- [Task requirements] Reproduce the passage on mPCA from "Imbalances in sample" up to and including "investigation in future.".
Segment Start: Extract
Component scores in Figure 8 and Figure 9 for Experiments 4 and 5 again also show a very similar pattern to those results in Experiments 1 to 3. Strong initial differences between groups in component scores via mPCA (and single-level PCA to some extent also) reduce strongly as sample sizes per group increased in Experiment 4. Indeed, it is noticeable in Figure 8 that differences between groups via mPCA are fairly small for

n_{l}

= 100. By contrast, differences in component scores between groups via mPCA are observed for all sample sizes per group in Experiment 5, where between-group variation has been added explicitly to the MC data, for both single-level PCA and mPCA. Indeed, Figure 9 shows that differences between groups via mPCA are fairly similar for

n_{l}

= 100 compared to

n_{l}

= 300. Experiments 4 and 5 indicate again (and very broadly) that reasonable results are obtained when the sample sizes in all groups are of similar magnitude to the number of variables, i.e., 63 components for Experiments 4 and 5.

4. Discussion

An exploration of “pathologies” of mPCA was carried out here by considering a two-level mPCA model that is equivalent to bgPCA. It was clear that spurious differences between groups due to random sampling effects contained in all variables in Experiments 1, 2, and 4 were concentrated in the (relatively few) components at level 1 for mPCA. This effect meant that mPCA therefore falsely gave an impression of strong differences in component scores where in truth there were none. As stated in [8,9,17,18,19,20], pathologies of bgPCA (and therefore also mPCA) do exist, mostly strikingly in terms of interpretation of these component scores when sample sizes are low in any of the groups. However, these spurious differences in component scores via mPCA decreased significantly as the sample sizes per group were increased.

Note that 3D facial scanning of human subjects can be costly because it can be time consuming and/or labour intensive. Sample sizes might often measured in tens of subjects only, where such “pathologies” are likely to manifest. However, sample sizes per group can be a problem even for large-scale epidemiological studies in humans if one is interested for example in subsets of subjects with rare syndromes that can affect facial appearance and shape. Similar problems might occur in archaeology or palaeontology, where the number of samples to be scanned might naturally be constrained. Another limitation of mPCA is that the rank of covariance matrices at higher levels of the model are limited to the number of groups minus one. In practice, this places a limit on the number of non-zero eigenvalues at these levels.

Imbalances in sample sizes in different groups can be addressed by using a form weighted covariance matrices inspired by the maximum likelihood solution, previously also suggested in [9]. Our results suggested that this “weighting” had a beneficial effect on covariance matrices and eigenvalues. However, weighting did not solve all of the problems of spurious differences in component scores between groups, which were due here to a very small sample size in one group. Experiment 2 demonstrates that misleading results for component scores persist via mPCA if the sample sizes are low in any of the groups. Notably, the usefulness of such “weighting” was questioned also in [8]. However, such weighting schemes might be useful when such imbalances occur and when sample sizes per group are sufficiently large enough in all groups. This topic requires more investigation in future.
Segment End: Extract
Segment Start: Information supplied
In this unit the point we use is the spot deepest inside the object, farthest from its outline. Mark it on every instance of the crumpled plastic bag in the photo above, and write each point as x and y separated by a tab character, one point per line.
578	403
Segment End: Information supplied
Segment Start: Information supplied
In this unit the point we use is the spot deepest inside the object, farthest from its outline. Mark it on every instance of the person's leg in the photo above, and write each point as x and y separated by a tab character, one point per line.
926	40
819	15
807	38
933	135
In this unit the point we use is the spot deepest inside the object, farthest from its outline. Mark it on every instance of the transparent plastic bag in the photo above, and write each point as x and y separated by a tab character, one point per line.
Segment End: Information supplied
Segment Start: Information supplied
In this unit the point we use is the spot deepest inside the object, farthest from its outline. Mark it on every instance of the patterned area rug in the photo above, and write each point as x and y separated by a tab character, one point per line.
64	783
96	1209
Segment End: Information supplied
- [Response area]
Imbalances in sample sizes in different groups can be addressed by using a form weighted covariance matrices inspired by the maximum likelihood solution, previously also suggested in [9]. Our results suggested that this “weighting” had a beneficial effect on covariance matrices and eigenvalues. However, weighting did not solve all of the problems of spurious differences in component scores between groups, which were due here to a very small sample size in one group. Experiment 2 demonstrates that misleading results for component scores persist via mPCA if the sample sizes are low in any of the groups. Notably, the usefulness of such “weighting” was questioned also in [8]. However, such weighting schemes might be useful when such imbalances occur and when sample sizes per group are sufficiently large enough in all groups. This topic requires more investigation in future.